-- start of Extract to read --

This cup presents the
highly unusual characteristic - indeed, in terms of knowledge to
date, it is a unique piece within the Doccia Manufactory - of having
the very elegant decoration executed on the biscuit in the main
portion of the cup, whereas the upper and lower portions are glazed
and also project outwards in comparison to the central portion of
the body of the cup, which thus is effectively hollowed out.
This
arrangement of shapes suggest that the piece may not have been finished,
and that something was to be overlaid on the decoration. For it
would be strange to imagine that such carefully executed and richly
ornate decoration was destined to remain exposed on the biscuit,
since the latter tends to deteriorate rapidly over time, especially
if it comes into frequent contact with hands and fingers.

-- end of Extract to read --
-- start of Given information --

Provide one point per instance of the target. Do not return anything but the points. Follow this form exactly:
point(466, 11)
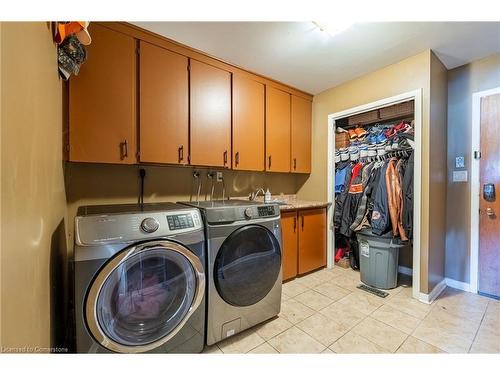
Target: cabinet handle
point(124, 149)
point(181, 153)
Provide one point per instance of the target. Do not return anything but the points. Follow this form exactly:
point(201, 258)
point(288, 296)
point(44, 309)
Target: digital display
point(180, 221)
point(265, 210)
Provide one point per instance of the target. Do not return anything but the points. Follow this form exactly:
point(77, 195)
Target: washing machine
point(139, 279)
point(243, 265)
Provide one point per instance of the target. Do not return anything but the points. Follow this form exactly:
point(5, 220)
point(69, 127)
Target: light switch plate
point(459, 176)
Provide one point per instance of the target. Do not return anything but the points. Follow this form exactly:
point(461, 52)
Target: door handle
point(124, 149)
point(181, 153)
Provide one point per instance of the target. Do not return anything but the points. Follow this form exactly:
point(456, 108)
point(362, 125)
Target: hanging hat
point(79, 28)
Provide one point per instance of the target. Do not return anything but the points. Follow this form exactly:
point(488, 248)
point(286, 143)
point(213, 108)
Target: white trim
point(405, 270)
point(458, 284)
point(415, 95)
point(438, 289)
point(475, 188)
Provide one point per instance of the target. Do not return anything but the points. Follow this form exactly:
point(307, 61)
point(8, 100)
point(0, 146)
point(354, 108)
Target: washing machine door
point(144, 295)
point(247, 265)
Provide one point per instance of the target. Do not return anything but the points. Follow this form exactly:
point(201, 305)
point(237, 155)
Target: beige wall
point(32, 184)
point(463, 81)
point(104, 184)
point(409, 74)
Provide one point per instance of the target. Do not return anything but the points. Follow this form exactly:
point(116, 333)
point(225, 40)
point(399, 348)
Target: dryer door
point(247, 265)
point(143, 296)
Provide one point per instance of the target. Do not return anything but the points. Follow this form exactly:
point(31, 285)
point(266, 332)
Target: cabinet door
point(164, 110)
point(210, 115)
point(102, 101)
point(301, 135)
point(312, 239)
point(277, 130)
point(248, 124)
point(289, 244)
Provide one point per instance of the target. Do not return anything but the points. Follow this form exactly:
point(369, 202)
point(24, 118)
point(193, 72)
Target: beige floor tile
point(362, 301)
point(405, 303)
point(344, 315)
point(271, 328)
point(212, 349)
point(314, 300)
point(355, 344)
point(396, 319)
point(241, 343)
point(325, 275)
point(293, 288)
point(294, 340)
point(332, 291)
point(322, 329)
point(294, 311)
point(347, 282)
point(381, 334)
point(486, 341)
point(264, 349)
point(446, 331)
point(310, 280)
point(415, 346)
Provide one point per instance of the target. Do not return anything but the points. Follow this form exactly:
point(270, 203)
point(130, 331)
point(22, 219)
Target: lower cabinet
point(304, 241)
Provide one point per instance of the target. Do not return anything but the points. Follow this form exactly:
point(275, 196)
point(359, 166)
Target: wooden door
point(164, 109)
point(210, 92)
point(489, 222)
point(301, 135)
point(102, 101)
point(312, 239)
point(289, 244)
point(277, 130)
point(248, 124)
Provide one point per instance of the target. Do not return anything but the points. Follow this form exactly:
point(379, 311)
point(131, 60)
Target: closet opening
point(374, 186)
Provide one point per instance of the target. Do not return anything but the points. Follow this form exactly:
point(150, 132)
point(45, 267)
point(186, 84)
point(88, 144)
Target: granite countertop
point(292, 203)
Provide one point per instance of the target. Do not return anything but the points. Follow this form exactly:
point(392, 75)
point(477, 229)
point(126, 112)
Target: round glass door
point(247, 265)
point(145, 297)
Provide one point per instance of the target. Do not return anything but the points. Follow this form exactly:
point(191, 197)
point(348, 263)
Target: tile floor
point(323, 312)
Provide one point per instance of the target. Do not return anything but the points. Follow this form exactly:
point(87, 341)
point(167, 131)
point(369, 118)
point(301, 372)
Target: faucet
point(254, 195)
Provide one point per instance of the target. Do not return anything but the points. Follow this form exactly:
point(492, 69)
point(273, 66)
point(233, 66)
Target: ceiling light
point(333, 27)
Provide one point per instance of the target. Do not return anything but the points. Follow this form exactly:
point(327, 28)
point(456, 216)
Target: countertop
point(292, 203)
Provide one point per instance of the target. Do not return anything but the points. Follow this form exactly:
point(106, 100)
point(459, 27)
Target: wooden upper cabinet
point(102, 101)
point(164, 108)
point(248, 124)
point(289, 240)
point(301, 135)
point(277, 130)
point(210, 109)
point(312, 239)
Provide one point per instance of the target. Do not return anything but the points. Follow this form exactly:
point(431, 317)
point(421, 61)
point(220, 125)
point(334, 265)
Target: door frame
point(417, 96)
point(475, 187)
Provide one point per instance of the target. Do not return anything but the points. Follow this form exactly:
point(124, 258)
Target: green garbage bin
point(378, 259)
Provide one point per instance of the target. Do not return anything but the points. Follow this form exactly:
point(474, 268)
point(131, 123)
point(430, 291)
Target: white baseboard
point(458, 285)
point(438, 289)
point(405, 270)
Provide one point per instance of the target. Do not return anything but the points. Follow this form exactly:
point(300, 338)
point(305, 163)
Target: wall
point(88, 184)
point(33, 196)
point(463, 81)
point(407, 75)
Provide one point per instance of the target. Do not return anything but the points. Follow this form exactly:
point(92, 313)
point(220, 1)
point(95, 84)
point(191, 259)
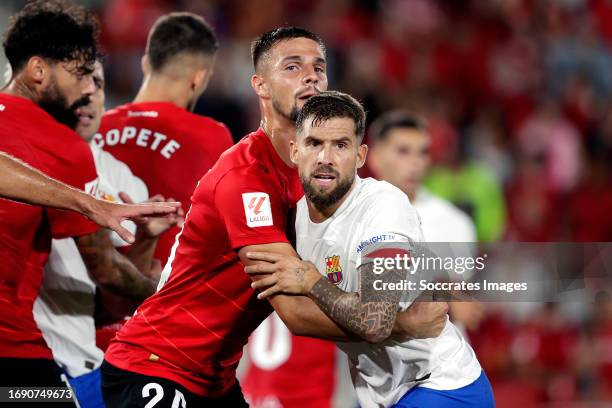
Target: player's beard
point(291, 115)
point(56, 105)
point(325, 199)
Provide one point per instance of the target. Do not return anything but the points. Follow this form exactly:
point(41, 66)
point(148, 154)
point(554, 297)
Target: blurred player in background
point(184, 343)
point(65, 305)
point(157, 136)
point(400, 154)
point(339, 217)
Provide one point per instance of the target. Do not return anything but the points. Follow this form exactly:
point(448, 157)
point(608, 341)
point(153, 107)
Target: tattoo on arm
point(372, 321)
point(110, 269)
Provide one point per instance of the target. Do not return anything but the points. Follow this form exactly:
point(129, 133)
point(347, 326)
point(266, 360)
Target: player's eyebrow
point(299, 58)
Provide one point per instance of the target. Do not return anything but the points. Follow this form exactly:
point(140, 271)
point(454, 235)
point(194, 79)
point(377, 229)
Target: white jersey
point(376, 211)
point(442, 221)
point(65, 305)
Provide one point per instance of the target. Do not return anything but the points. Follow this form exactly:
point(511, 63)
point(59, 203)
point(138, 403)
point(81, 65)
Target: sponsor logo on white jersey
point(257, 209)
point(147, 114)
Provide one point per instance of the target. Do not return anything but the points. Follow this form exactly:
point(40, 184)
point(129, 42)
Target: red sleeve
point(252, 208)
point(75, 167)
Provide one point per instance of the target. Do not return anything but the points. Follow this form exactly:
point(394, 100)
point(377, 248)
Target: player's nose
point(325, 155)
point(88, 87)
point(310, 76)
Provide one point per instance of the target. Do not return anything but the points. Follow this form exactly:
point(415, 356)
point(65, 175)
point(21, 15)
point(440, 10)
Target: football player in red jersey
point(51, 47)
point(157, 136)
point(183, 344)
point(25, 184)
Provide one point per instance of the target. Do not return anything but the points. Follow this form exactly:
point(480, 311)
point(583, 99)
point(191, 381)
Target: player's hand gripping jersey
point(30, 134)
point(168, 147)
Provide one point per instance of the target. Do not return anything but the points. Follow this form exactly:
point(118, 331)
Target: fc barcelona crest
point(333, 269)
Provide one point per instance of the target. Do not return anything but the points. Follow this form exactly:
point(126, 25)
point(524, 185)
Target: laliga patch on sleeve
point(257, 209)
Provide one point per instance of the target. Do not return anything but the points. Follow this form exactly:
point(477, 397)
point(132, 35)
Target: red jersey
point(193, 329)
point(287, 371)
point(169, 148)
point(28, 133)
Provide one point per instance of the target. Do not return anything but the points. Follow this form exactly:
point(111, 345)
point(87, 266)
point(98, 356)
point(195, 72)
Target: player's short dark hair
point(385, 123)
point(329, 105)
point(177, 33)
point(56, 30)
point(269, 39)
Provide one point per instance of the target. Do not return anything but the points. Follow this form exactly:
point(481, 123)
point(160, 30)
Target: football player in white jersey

-- end of Given information --

Set of tasks
**a)** In the text about the Doccia cup, what is the decoration on the main portion of the cup executed on?
**b)** Which portions of the cup does the text about the Doccia cup name? List them all.
**c)** Reproduce the stretch of the text about the Doccia cup from "This cup presents" through "hands and fingers.".

The answers
**a)** The biscuit.

**b)** The main portion, the upper portion, the lower portion, and the central portion.

**c)**
This cup presents the
highly unusual characteristic - indeed, in terms of knowledge to
date, it is a unique piece within the Doccia Manufactory - of having
the very elegant decoration executed on the biscuit in the main
portion of the cup, whereas the upper and lower portions are glazed
and also project outwards in comparison to the central portion of
the body of the cup, which thus is effectively hollowed out.
This
arrangement of shapes suggest that the piece may not have been finished,
and that something was to be overlaid on the decoration. For it
would be strange to imagine that such carefully executed and richly
ornate decoration was destined to remain exposed on the biscuit,
since the latter tends to deteriorate rapidly over time, especially
if it comes into frequent contact with hands and fingers.